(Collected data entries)
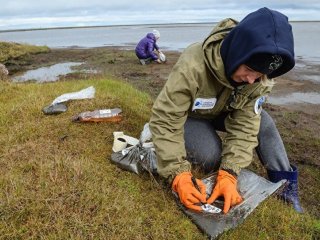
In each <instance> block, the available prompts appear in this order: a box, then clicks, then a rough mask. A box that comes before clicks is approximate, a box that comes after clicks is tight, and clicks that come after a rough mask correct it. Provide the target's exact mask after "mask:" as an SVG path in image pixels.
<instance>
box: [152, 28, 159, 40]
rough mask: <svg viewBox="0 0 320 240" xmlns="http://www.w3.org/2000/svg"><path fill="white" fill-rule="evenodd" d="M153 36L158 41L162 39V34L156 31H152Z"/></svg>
mask: <svg viewBox="0 0 320 240" xmlns="http://www.w3.org/2000/svg"><path fill="white" fill-rule="evenodd" d="M152 33H153V35H154V36H155V37H156V40H158V39H159V38H160V32H159V31H158V30H156V29H153V30H152Z"/></svg>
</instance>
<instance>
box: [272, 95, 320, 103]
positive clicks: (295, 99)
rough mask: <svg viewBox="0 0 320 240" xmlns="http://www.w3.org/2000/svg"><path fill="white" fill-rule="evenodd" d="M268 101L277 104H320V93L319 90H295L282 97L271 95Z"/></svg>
mask: <svg viewBox="0 0 320 240" xmlns="http://www.w3.org/2000/svg"><path fill="white" fill-rule="evenodd" d="M268 102H269V103H271V104H275V105H288V104H291V103H308V104H320V93H317V92H308V93H302V92H295V93H291V94H289V95H285V96H282V97H270V98H269V99H268Z"/></svg>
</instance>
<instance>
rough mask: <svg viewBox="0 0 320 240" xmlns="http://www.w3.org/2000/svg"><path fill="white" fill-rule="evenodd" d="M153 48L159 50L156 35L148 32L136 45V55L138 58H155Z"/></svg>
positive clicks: (157, 56) (153, 50)
mask: <svg viewBox="0 0 320 240" xmlns="http://www.w3.org/2000/svg"><path fill="white" fill-rule="evenodd" d="M154 49H156V50H159V47H158V45H157V43H156V37H155V36H154V34H153V33H148V34H147V36H145V37H144V38H142V39H141V40H140V42H139V43H138V45H137V46H136V55H137V57H138V58H139V59H146V58H151V59H152V60H157V59H158V56H157V54H155V53H154V52H153V51H154Z"/></svg>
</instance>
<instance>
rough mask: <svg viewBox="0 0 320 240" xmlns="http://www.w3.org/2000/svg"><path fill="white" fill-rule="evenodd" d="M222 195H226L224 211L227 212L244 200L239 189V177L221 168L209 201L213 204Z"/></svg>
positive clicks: (225, 197)
mask: <svg viewBox="0 0 320 240" xmlns="http://www.w3.org/2000/svg"><path fill="white" fill-rule="evenodd" d="M220 196H223V197H224V206H223V212H224V213H227V212H228V211H229V209H230V207H231V206H234V205H237V204H239V203H241V202H242V197H241V196H240V194H239V193H238V191H237V179H236V178H235V177H234V176H233V175H232V174H230V173H228V172H227V171H224V170H219V172H218V177H217V182H216V185H215V187H214V189H213V191H212V194H211V196H210V198H209V199H208V200H207V202H208V203H209V204H211V203H213V202H214V201H215V200H216V199H217V198H218V197H220Z"/></svg>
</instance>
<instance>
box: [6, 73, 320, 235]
mask: <svg viewBox="0 0 320 240" xmlns="http://www.w3.org/2000/svg"><path fill="white" fill-rule="evenodd" d="M89 86H94V87H95V88H96V96H95V98H94V99H91V100H77V101H71V102H69V103H68V111H67V112H65V113H63V114H60V115H56V116H46V115H44V114H43V113H42V112H41V109H42V108H43V107H44V106H46V105H49V104H50V103H51V102H52V101H53V100H54V99H55V98H56V97H58V96H60V95H61V94H64V93H67V92H74V91H78V90H81V89H83V88H86V87H89ZM151 105H152V100H151V98H150V97H149V96H148V95H147V94H145V93H142V92H140V91H138V90H136V89H134V88H133V87H131V86H130V85H128V84H125V83H123V82H121V81H112V80H110V79H95V80H83V81H82V80H81V81H80V80H79V81H60V82H55V83H48V84H35V83H28V84H12V83H8V82H5V83H3V84H1V85H0V109H1V112H0V144H1V148H0V239H207V237H206V236H205V235H204V234H202V233H201V232H200V231H199V230H198V229H197V227H196V226H195V225H194V224H193V223H192V222H191V221H190V220H189V219H188V218H187V217H186V216H185V215H184V214H183V213H182V212H181V211H180V210H179V209H178V207H177V206H176V204H175V202H174V199H173V197H172V196H171V194H170V190H169V189H168V188H165V187H164V186H165V185H164V183H163V182H161V181H158V182H156V181H155V180H154V179H153V178H150V176H149V175H148V174H145V175H141V176H137V175H135V174H133V173H129V172H125V171H122V170H120V169H118V168H117V167H116V166H115V165H113V164H111V162H110V160H109V158H110V154H111V147H112V142H113V136H112V133H113V132H114V131H124V132H125V134H128V135H131V136H135V137H139V135H140V132H141V130H142V128H143V125H144V123H145V122H147V121H148V119H149V115H150V108H151ZM114 107H120V108H121V109H122V110H123V121H121V122H120V123H86V124H84V123H73V122H72V121H71V118H72V116H74V115H76V114H78V113H80V112H83V111H90V110H95V109H102V108H114ZM156 180H158V179H156ZM319 229H320V228H319V220H316V219H315V218H314V217H312V216H310V215H308V214H305V215H299V214H296V213H295V212H293V211H292V210H291V209H290V208H288V207H286V206H284V205H283V204H282V203H281V202H279V201H278V200H276V199H274V198H270V199H268V200H267V201H266V202H264V203H263V204H261V205H260V206H259V207H258V209H257V210H255V211H254V213H252V214H251V215H250V216H249V217H248V218H247V219H246V220H245V221H244V223H243V224H242V225H240V226H239V227H238V228H237V229H235V230H231V231H228V232H226V233H225V234H223V235H222V236H221V237H220V238H221V239H316V237H317V234H319V231H320V230H319ZM318 236H319V235H318Z"/></svg>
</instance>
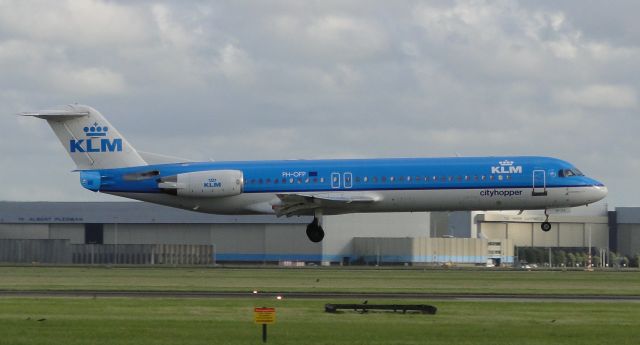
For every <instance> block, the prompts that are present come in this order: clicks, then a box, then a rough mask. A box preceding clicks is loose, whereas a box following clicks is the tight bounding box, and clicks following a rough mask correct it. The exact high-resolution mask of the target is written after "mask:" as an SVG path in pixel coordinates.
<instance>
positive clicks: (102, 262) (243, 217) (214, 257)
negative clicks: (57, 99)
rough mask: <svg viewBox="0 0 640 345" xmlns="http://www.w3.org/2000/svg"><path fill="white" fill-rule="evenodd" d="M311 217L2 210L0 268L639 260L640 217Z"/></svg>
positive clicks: (353, 216) (117, 204) (45, 210)
mask: <svg viewBox="0 0 640 345" xmlns="http://www.w3.org/2000/svg"><path fill="white" fill-rule="evenodd" d="M576 210H577V211H574V210H566V211H564V212H562V211H560V212H557V213H555V214H552V215H551V216H550V219H549V220H550V222H551V223H552V229H551V231H549V232H543V231H541V230H540V222H542V221H544V215H542V214H541V213H537V212H525V213H523V214H517V213H515V212H449V213H447V212H436V213H429V212H415V213H377V214H349V215H341V216H326V217H325V218H324V228H325V231H326V237H325V239H324V241H323V242H321V243H312V242H310V241H309V240H308V239H307V236H306V234H305V229H306V225H307V224H308V223H309V222H310V221H311V218H310V217H291V218H277V217H274V216H267V215H265V216H225V215H211V214H203V213H197V212H191V211H184V210H179V209H175V208H170V207H165V206H160V205H154V204H149V203H142V202H92V203H90V202H0V262H23V263H24V262H42V263H47V262H52V263H69V264H71V263H78V264H175V265H181V264H186V265H191V264H204V265H211V264H216V263H223V262H234V263H236V262H252V263H258V262H264V263H280V264H285V265H297V264H302V263H309V262H313V263H316V264H325V265H328V264H333V265H339V264H342V265H352V264H411V265H418V264H443V263H455V264H476V265H477V264H486V263H487V262H493V263H499V264H511V263H513V262H514V261H515V260H517V258H516V251H515V250H516V249H517V248H522V247H542V248H585V247H590V246H591V247H593V248H600V249H606V250H612V251H616V252H620V253H622V254H625V255H634V254H635V253H637V252H640V208H633V207H622V208H617V209H616V210H615V211H607V210H606V206H605V207H601V208H598V207H591V209H589V210H587V211H585V210H583V209H576Z"/></svg>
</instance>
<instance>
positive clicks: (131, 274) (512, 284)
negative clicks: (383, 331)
mask: <svg viewBox="0 0 640 345" xmlns="http://www.w3.org/2000/svg"><path fill="white" fill-rule="evenodd" d="M0 278H1V279H0V290H126V291H132V290H154V291H166V290H175V291H251V290H254V289H257V290H261V291H271V292H282V291H296V292H299V291H319V292H327V291H332V292H333V291H351V292H428V293H533V294H569V295H573V294H591V295H594V294H605V295H638V294H640V272H638V271H629V272H612V271H610V272H602V271H596V272H584V271H567V272H563V271H531V272H529V271H487V270H467V271H461V270H433V269H427V270H420V269H411V270H407V269H399V270H393V269H352V268H349V269H341V268H320V267H316V268H306V269H295V268H288V269H282V268H280V269H279V268H268V269H260V268H235V269H233V268H216V269H211V268H105V267H95V268H92V267H62V268H56V267H0Z"/></svg>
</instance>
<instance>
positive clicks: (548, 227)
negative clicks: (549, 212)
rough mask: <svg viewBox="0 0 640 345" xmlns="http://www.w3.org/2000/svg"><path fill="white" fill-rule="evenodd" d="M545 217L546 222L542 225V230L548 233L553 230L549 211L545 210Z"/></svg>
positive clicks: (543, 222) (545, 208)
mask: <svg viewBox="0 0 640 345" xmlns="http://www.w3.org/2000/svg"><path fill="white" fill-rule="evenodd" d="M544 215H545V219H544V222H542V223H541V224H540V229H542V231H544V232H547V231H549V230H551V223H549V214H548V213H547V209H546V208H545V209H544Z"/></svg>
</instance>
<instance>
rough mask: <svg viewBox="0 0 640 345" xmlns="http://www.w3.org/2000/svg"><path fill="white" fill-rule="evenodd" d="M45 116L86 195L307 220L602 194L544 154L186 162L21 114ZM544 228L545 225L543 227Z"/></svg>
mask: <svg viewBox="0 0 640 345" xmlns="http://www.w3.org/2000/svg"><path fill="white" fill-rule="evenodd" d="M21 115H24V116H35V117H38V118H42V119H45V120H47V122H48V123H49V125H50V126H51V128H52V129H53V131H54V133H55V134H56V135H57V136H58V138H59V139H60V141H61V142H62V144H63V145H64V147H65V149H66V150H67V152H68V153H69V155H70V156H71V158H72V159H73V161H74V162H75V164H76V166H77V170H78V171H79V172H80V183H81V184H82V186H83V187H85V188H86V189H88V190H91V191H94V192H102V193H107V194H112V195H117V196H122V197H125V198H131V199H137V200H142V201H147V202H152V203H157V204H162V205H167V206H172V207H178V208H182V209H187V210H193V211H198V212H206V213H217V214H273V215H276V216H278V217H281V216H287V217H291V216H313V221H312V222H311V223H310V224H309V225H308V226H307V236H308V237H309V239H310V240H311V241H313V242H320V241H322V239H323V238H324V230H323V228H322V217H323V215H335V214H345V213H354V212H420V211H458V210H530V209H542V210H545V214H547V212H546V211H547V209H549V208H561V207H574V206H581V205H587V204H591V203H594V202H596V201H598V200H601V199H603V198H604V197H605V196H606V195H607V188H606V187H605V186H604V185H603V184H602V183H600V182H598V181H596V180H595V179H592V178H590V177H587V176H585V175H584V174H583V173H582V172H581V171H580V170H578V169H577V168H576V167H575V166H573V164H571V163H569V162H566V161H563V160H560V159H556V158H550V157H520V156H513V157H468V158H461V157H453V158H398V159H333V160H281V161H243V162H191V161H188V160H181V159H178V158H174V157H168V156H164V155H159V154H152V153H146V152H142V151H137V150H135V149H134V148H133V146H131V144H129V142H128V141H127V140H126V139H125V138H124V137H123V136H122V135H121V134H120V133H119V132H118V130H117V129H116V128H115V127H113V126H112V125H111V124H110V123H109V122H108V121H107V120H106V119H105V118H104V117H103V116H102V115H101V114H100V113H99V112H98V111H96V110H95V109H93V108H91V107H88V106H84V105H77V104H73V105H68V106H64V107H62V108H60V109H54V110H43V111H38V112H29V113H22V114H21ZM541 228H542V230H543V231H549V230H550V229H551V224H550V223H549V221H548V215H547V218H546V220H545V221H544V222H543V223H542V224H541Z"/></svg>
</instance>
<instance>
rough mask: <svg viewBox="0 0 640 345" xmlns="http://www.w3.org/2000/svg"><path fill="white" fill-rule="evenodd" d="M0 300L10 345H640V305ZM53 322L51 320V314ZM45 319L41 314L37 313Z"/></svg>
mask: <svg viewBox="0 0 640 345" xmlns="http://www.w3.org/2000/svg"><path fill="white" fill-rule="evenodd" d="M0 289H4V290H7V289H11V290H52V289H53V290H128V291H131V290H153V291H167V290H177V291H187V290H194V291H231V290H234V291H250V290H252V289H258V290H262V291H336V292H340V291H346V292H349V291H352V292H355V291H369V292H374V291H375V292H415V291H420V292H476V293H491V292H494V293H539V294H542V295H544V294H548V293H564V294H567V295H570V294H575V293H581V294H598V295H600V294H608V295H620V294H629V295H631V294H634V295H635V294H639V293H640V273H639V272H578V271H575V272H514V271H475V270H472V271H458V270H450V271H447V270H419V269H418V270H416V269H412V270H406V269H402V270H389V269H380V270H376V269H338V268H331V269H327V268H313V269H276V268H269V269H257V268H250V269H240V268H236V269H226V268H225V269H218V268H217V269H196V268H101V267H96V268H88V267H75V268H74V267H65V268H54V267H0ZM284 296H285V298H284V299H283V300H275V299H273V298H269V299H266V298H265V299H255V298H246V299H241V298H233V299H217V298H210V299H203V298H100V297H98V298H86V297H83V298H67V297H41V298H23V297H2V298H0V345H2V344H8V345H9V344H11V345H16V344H25V345H26V344H29V345H31V344H260V343H261V338H260V327H259V326H257V325H255V324H253V321H252V310H253V307H256V306H273V307H276V308H277V311H278V314H277V323H276V324H275V325H273V326H270V328H269V343H271V344H491V345H496V344H637V343H638V340H637V339H640V328H639V327H638V326H637V325H638V320H640V303H638V302H622V301H618V302H578V301H574V302H562V301H553V302H549V301H547V302H537V301H489V300H487V301H485V300H482V301H453V300H435V301H431V300H412V301H406V300H402V301H392V300H383V299H377V300H371V299H370V300H369V303H394V302H397V303H421V304H422V303H424V304H432V305H435V306H437V307H438V313H437V314H436V315H422V314H401V313H389V312H369V313H365V314H360V313H356V312H351V311H350V312H343V313H339V314H327V313H325V312H324V304H325V303H331V302H334V303H335V302H341V303H350V302H361V301H355V300H352V301H349V300H332V299H318V300H314V299H288V298H287V297H286V294H284ZM42 319H44V320H42ZM38 320H42V321H38Z"/></svg>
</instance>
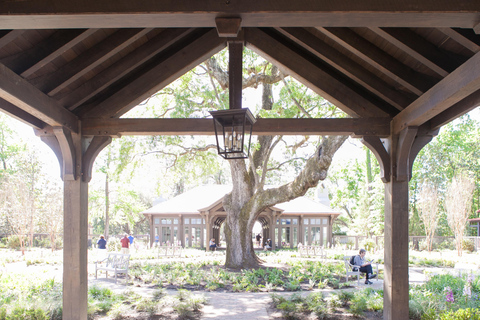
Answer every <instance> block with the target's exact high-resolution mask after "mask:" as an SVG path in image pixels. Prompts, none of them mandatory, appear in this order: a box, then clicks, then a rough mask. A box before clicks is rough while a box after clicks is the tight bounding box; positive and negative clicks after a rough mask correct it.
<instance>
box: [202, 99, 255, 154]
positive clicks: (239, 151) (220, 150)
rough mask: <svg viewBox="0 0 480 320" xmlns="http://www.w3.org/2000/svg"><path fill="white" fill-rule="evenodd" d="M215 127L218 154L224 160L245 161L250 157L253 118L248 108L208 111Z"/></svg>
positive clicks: (254, 122)
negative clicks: (217, 149) (208, 111)
mask: <svg viewBox="0 0 480 320" xmlns="http://www.w3.org/2000/svg"><path fill="white" fill-rule="evenodd" d="M210 114H211V115H212V117H213V124H214V127H215V137H216V139H217V148H218V154H219V155H221V156H222V157H224V158H225V159H227V160H229V159H246V158H248V156H249V155H250V143H251V138H252V127H253V124H254V123H255V121H256V120H255V117H254V116H253V115H252V113H251V112H250V110H248V108H242V109H229V110H219V111H210Z"/></svg>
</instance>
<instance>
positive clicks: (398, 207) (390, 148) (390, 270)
mask: <svg viewBox="0 0 480 320" xmlns="http://www.w3.org/2000/svg"><path fill="white" fill-rule="evenodd" d="M437 133H438V130H435V131H430V130H429V128H428V127H407V128H405V129H403V130H402V131H401V132H400V133H399V134H398V135H391V136H390V137H389V138H388V140H387V141H386V142H382V141H381V140H380V138H379V137H363V141H362V142H363V143H364V144H365V145H367V147H369V148H370V149H371V150H372V152H373V153H374V154H375V156H376V157H377V160H378V161H379V163H380V166H381V169H382V170H381V175H382V177H381V178H382V181H383V182H384V185H385V237H384V246H385V251H384V255H385V256H384V261H385V269H384V272H385V275H384V287H383V318H384V319H408V289H409V281H408V236H409V235H408V182H409V180H410V178H411V177H412V166H413V161H414V160H415V157H416V156H417V154H418V152H419V151H420V150H421V149H422V148H423V147H424V146H425V145H426V144H427V143H429V142H430V141H431V140H432V138H433V136H435V135H436V134H437Z"/></svg>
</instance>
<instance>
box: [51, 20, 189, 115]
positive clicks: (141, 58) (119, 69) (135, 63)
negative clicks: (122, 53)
mask: <svg viewBox="0 0 480 320" xmlns="http://www.w3.org/2000/svg"><path fill="white" fill-rule="evenodd" d="M192 30H193V29H183V28H181V29H180V28H177V29H167V30H165V31H163V32H161V33H160V34H159V35H157V36H155V37H154V38H152V39H150V41H148V42H146V43H145V44H143V45H142V46H140V47H138V48H137V49H135V50H134V51H132V52H131V53H129V54H128V55H126V56H125V57H123V58H122V59H120V60H119V61H117V62H116V63H114V64H113V65H111V66H110V67H108V68H107V69H105V70H104V71H102V72H101V73H99V74H97V75H96V76H95V77H94V78H92V79H90V80H88V81H87V82H85V83H83V84H82V85H81V86H80V87H78V88H76V89H75V90H74V91H73V92H71V93H70V94H68V95H66V96H64V97H62V98H60V99H59V102H60V103H61V104H62V105H64V106H66V107H67V108H68V109H70V110H74V109H75V108H76V107H78V106H79V105H81V104H83V103H84V102H86V101H88V100H89V99H90V98H92V97H93V96H95V95H96V94H98V93H99V92H101V91H102V90H104V89H106V88H107V87H108V86H109V85H111V84H113V83H114V82H116V81H118V80H119V79H121V78H122V77H123V76H125V75H126V74H128V73H129V72H131V71H132V70H134V69H135V68H136V67H138V66H140V65H142V64H143V63H145V62H146V61H148V60H149V59H151V58H152V57H153V56H155V55H156V54H158V53H159V52H162V51H163V50H165V49H167V48H168V47H169V46H170V45H172V44H174V43H175V42H176V41H177V40H179V39H180V38H181V37H183V36H185V35H187V34H189V33H190V32H192Z"/></svg>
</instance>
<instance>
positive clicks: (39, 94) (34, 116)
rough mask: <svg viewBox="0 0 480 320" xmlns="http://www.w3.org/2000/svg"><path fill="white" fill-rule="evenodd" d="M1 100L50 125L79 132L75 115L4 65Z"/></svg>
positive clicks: (54, 100) (0, 92)
mask: <svg viewBox="0 0 480 320" xmlns="http://www.w3.org/2000/svg"><path fill="white" fill-rule="evenodd" d="M0 98H2V99H4V100H6V101H8V102H10V103H11V104H13V105H15V106H16V107H18V108H20V109H22V110H23V111H25V112H27V113H29V114H30V115H32V116H33V117H35V118H37V119H39V120H41V121H43V122H45V123H47V124H48V125H51V126H54V127H56V126H64V127H66V128H68V129H70V130H72V131H74V132H78V119H77V117H76V116H75V115H74V114H73V113H71V112H70V111H68V110H66V109H65V108H64V107H62V106H61V105H59V104H58V103H57V102H56V101H55V100H53V99H52V98H50V97H48V96H47V95H45V94H44V93H43V92H41V91H40V90H38V89H37V88H35V87H34V86H32V85H31V84H29V83H28V82H27V81H26V80H25V79H23V78H22V77H20V76H19V75H17V74H15V73H14V72H12V71H11V70H10V69H8V68H7V67H5V66H4V65H0Z"/></svg>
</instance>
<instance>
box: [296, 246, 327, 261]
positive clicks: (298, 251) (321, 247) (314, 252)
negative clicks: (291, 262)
mask: <svg viewBox="0 0 480 320" xmlns="http://www.w3.org/2000/svg"><path fill="white" fill-rule="evenodd" d="M297 250H298V253H299V254H300V257H304V256H305V257H308V256H315V257H320V258H321V259H326V258H327V254H326V252H324V251H323V246H312V245H304V244H301V243H299V244H298V247H297Z"/></svg>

**What you should do:**
Set down only the lines above that fall between the line holding "box: [152, 28, 159, 40]" and the line holding "48L159 50L156 35L148", inclusive, keeping each exact.

**Task response:**
box: [152, 28, 159, 40]
rough mask: <svg viewBox="0 0 320 240" xmlns="http://www.w3.org/2000/svg"><path fill="white" fill-rule="evenodd" d="M153 36L158 41L162 39V34L156 31H152Z"/></svg>
mask: <svg viewBox="0 0 320 240" xmlns="http://www.w3.org/2000/svg"><path fill="white" fill-rule="evenodd" d="M152 33H153V35H154V36H155V37H156V40H158V39H159V38H160V32H159V31H158V30H156V29H153V30H152Z"/></svg>
</instance>
<instance>
box: [272, 95, 320, 103]
positive clicks: (295, 99)
rough mask: <svg viewBox="0 0 320 240" xmlns="http://www.w3.org/2000/svg"><path fill="white" fill-rule="evenodd" d="M268 101L277 104H320V93L319 90H295L282 97L271 95Z"/></svg>
mask: <svg viewBox="0 0 320 240" xmlns="http://www.w3.org/2000/svg"><path fill="white" fill-rule="evenodd" d="M268 102H269V103H271V104H275V105H288V104H291V103H308V104H320V93H317V92H308V93H302V92H295V93H291V94H289V95H285V96H282V97H270V98H269V99H268Z"/></svg>
</instance>
<instance>
rough mask: <svg viewBox="0 0 320 240" xmlns="http://www.w3.org/2000/svg"><path fill="white" fill-rule="evenodd" d="M153 48L159 50L156 35L148 32L136 45V55L138 58H155Z"/></svg>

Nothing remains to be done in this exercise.